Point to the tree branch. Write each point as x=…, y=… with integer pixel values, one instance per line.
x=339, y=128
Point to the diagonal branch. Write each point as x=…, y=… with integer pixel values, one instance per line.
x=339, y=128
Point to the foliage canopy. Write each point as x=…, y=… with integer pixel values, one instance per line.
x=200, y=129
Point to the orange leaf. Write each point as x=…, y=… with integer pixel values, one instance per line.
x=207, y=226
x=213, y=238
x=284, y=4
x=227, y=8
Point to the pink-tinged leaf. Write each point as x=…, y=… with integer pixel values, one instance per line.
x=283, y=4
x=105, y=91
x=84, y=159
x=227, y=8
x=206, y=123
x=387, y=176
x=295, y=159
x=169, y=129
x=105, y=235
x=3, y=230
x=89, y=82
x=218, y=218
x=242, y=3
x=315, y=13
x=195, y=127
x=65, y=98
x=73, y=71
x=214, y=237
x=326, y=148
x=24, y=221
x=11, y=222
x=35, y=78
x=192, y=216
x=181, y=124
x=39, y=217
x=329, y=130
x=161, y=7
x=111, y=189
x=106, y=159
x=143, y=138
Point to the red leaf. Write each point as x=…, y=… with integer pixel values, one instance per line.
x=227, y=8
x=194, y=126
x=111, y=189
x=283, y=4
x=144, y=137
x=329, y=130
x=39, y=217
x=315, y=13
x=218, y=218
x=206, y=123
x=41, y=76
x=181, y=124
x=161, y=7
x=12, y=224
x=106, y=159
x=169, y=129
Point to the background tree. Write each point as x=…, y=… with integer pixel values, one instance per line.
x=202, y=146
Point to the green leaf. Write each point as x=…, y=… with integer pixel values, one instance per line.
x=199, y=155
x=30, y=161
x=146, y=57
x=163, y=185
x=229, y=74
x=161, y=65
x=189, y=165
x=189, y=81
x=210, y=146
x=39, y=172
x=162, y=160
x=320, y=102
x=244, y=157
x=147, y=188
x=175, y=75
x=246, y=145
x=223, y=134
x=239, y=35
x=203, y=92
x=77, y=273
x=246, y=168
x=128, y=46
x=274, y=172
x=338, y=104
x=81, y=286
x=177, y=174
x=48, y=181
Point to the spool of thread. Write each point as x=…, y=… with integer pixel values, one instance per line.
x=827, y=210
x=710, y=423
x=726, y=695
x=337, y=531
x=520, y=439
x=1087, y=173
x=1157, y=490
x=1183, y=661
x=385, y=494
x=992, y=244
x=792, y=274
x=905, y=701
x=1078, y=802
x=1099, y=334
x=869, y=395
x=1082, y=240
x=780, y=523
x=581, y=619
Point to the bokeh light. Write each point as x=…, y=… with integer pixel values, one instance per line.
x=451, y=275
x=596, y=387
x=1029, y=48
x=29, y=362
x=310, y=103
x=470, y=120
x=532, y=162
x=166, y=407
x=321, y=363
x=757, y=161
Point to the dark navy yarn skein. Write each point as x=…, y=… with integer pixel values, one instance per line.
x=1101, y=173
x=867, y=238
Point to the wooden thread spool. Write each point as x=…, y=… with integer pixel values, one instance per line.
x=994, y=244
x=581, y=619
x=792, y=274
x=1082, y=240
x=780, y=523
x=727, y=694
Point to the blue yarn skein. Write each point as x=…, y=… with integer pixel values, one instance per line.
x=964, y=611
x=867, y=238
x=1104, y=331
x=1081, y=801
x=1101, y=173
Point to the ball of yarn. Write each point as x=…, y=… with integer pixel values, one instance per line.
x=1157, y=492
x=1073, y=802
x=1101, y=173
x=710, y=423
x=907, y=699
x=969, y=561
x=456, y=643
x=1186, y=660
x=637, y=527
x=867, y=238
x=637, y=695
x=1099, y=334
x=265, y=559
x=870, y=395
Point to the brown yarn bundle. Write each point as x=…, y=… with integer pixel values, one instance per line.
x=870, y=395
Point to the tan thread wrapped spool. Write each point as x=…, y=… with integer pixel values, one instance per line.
- - -
Rewrite the records above as a Markdown table with two columns, Row and Line. Put each nonblank line in order under Line with its running number under Row, and skip blank lines.

| RESULT OF THE EXERCISE |
| Row | Line |
|---|---|
| 1 | Point to the tree branch. Write each point as x=…, y=… with integer pixel values, one instance per line. |
| 2 | x=339, y=128 |
| 3 | Point to the diagonal branch. Write each point as x=…, y=… with integer pixel values, one instance per line. |
| 4 | x=339, y=128 |
| 5 | Point to the foliage canopy. Write each point as x=…, y=… with integer pixel values, one instance per line. |
| 6 | x=200, y=129 |
| 7 | Point to the orange leaf. Write each point as x=…, y=… with integer pixel values, one instance per line. |
| 8 | x=207, y=226 |
| 9 | x=213, y=238 |
| 10 | x=284, y=4 |
| 11 | x=227, y=8 |
| 12 | Point to the pink-tinged leaf. Write each point as x=…, y=… with integer pixel values, one instance per line. |
| 13 | x=283, y=4 |
| 14 | x=105, y=91 |
| 15 | x=84, y=159 |
| 16 | x=227, y=8 |
| 17 | x=206, y=123 |
| 18 | x=387, y=176 |
| 19 | x=295, y=159 |
| 20 | x=169, y=129 |
| 21 | x=105, y=235 |
| 22 | x=3, y=230 |
| 23 | x=89, y=82 |
| 24 | x=218, y=218 |
| 25 | x=242, y=3 |
| 26 | x=315, y=13 |
| 27 | x=195, y=127 |
| 28 | x=65, y=98 |
| 29 | x=73, y=71 |
| 30 | x=214, y=237 |
| 31 | x=326, y=148 |
| 32 | x=24, y=221 |
| 33 | x=11, y=222 |
| 34 | x=35, y=78 |
| 35 | x=192, y=216 |
| 36 | x=181, y=124 |
| 37 | x=39, y=217 |
| 38 | x=329, y=130 |
| 39 | x=161, y=7 |
| 40 | x=111, y=189 |
| 41 | x=106, y=159 |
| 42 | x=143, y=138 |
| 43 | Point to the red leaf. Write each point as x=…, y=… with integer pixel values, one instance per line. |
| 44 | x=227, y=8 |
| 45 | x=194, y=126 |
| 46 | x=111, y=189 |
| 47 | x=283, y=4 |
| 48 | x=144, y=137 |
| 49 | x=329, y=130 |
| 50 | x=39, y=217 |
| 51 | x=315, y=13 |
| 52 | x=218, y=218 |
| 53 | x=206, y=123 |
| 54 | x=41, y=76 |
| 55 | x=181, y=124 |
| 56 | x=161, y=7 |
| 57 | x=12, y=224 |
| 58 | x=106, y=159 |
| 59 | x=169, y=129 |
| 60 | Point to the background tree. Write each point as x=…, y=… with integer pixel values, one instance per line. |
| 61 | x=202, y=146 |
| 62 | Point to the green leaf. Write each point as x=…, y=… with integer pixel values, one instance per line. |
| 63 | x=199, y=155 |
| 64 | x=30, y=161 |
| 65 | x=146, y=57 |
| 66 | x=163, y=185 |
| 67 | x=229, y=74 |
| 68 | x=161, y=65 |
| 69 | x=189, y=165 |
| 70 | x=189, y=81 |
| 71 | x=210, y=146 |
| 72 | x=39, y=172 |
| 73 | x=162, y=160 |
| 74 | x=320, y=102 |
| 75 | x=244, y=157 |
| 76 | x=147, y=188 |
| 77 | x=175, y=75 |
| 78 | x=246, y=145 |
| 79 | x=223, y=134 |
| 80 | x=239, y=35 |
| 81 | x=203, y=92 |
| 82 | x=77, y=273 |
| 83 | x=246, y=168 |
| 84 | x=128, y=46 |
| 85 | x=274, y=172 |
| 86 | x=338, y=104 |
| 87 | x=81, y=286 |
| 88 | x=177, y=174 |
| 89 | x=48, y=181 |
| 90 | Point to the spool of thread. Write each point as x=…, y=… with integer pixel values, one instance per line. |
| 91 | x=827, y=210 |
| 92 | x=710, y=423 |
| 93 | x=726, y=695 |
| 94 | x=337, y=531 |
| 95 | x=520, y=439 |
| 96 | x=1087, y=173 |
| 97 | x=1157, y=490 |
| 98 | x=1183, y=661 |
| 99 | x=385, y=494 |
| 100 | x=992, y=244 |
| 101 | x=792, y=274 |
| 102 | x=905, y=701 |
| 103 | x=1078, y=802 |
| 104 | x=1099, y=334 |
| 105 | x=869, y=395 |
| 106 | x=1082, y=240 |
| 107 | x=780, y=523 |
| 108 | x=581, y=619 |
| 109 | Point to the bokeh light. Write each point as x=…, y=… with integer pixel values, one instance per line. |
| 110 | x=451, y=275 |
| 111 | x=596, y=387 |
| 112 | x=1029, y=48 |
| 113 | x=29, y=362 |
| 114 | x=310, y=103 |
| 115 | x=470, y=120 |
| 116 | x=532, y=162 |
| 117 | x=166, y=407 |
| 118 | x=321, y=363 |
| 119 | x=757, y=161 |
| 120 | Point to the dark navy yarn skein. Write each point as x=…, y=… with integer pixel values, one instance per line. |
| 121 | x=1101, y=173 |
| 122 | x=867, y=238 |
| 123 | Point to the wooden thread spool. Write each point as x=…, y=… with integer pixel values, one instance per line. |
| 124 | x=994, y=244 |
| 125 | x=581, y=619 |
| 126 | x=792, y=274 |
| 127 | x=1082, y=240 |
| 128 | x=780, y=523 |
| 129 | x=727, y=694 |
| 130 | Point to the blue yarn skein. Write each point as x=…, y=… with integer pixel values, one instance per line. |
| 131 | x=964, y=611 |
| 132 | x=867, y=238 |
| 133 | x=1104, y=331 |
| 134 | x=1081, y=801 |
| 135 | x=1101, y=173 |
| 136 | Point to the ball of yarn. Write each point as x=…, y=… with integer pixel values, one instance per line. |
| 137 | x=1157, y=492 |
| 138 | x=1073, y=802 |
| 139 | x=1101, y=173 |
| 140 | x=710, y=423 |
| 141 | x=907, y=699 |
| 142 | x=969, y=561 |
| 143 | x=456, y=643 |
| 144 | x=1186, y=660 |
| 145 | x=637, y=527 |
| 146 | x=867, y=238 |
| 147 | x=637, y=695 |
| 148 | x=1099, y=334 |
| 149 | x=265, y=559 |
| 150 | x=870, y=395 |
| 151 | Point to the brown yarn bundle. Write each point as x=…, y=… with integer pixel values, one instance per line. |
| 152 | x=870, y=395 |
| 153 | Point to the tan thread wrapped spool. Write each point as x=…, y=… with integer pixel values, one instance per line. |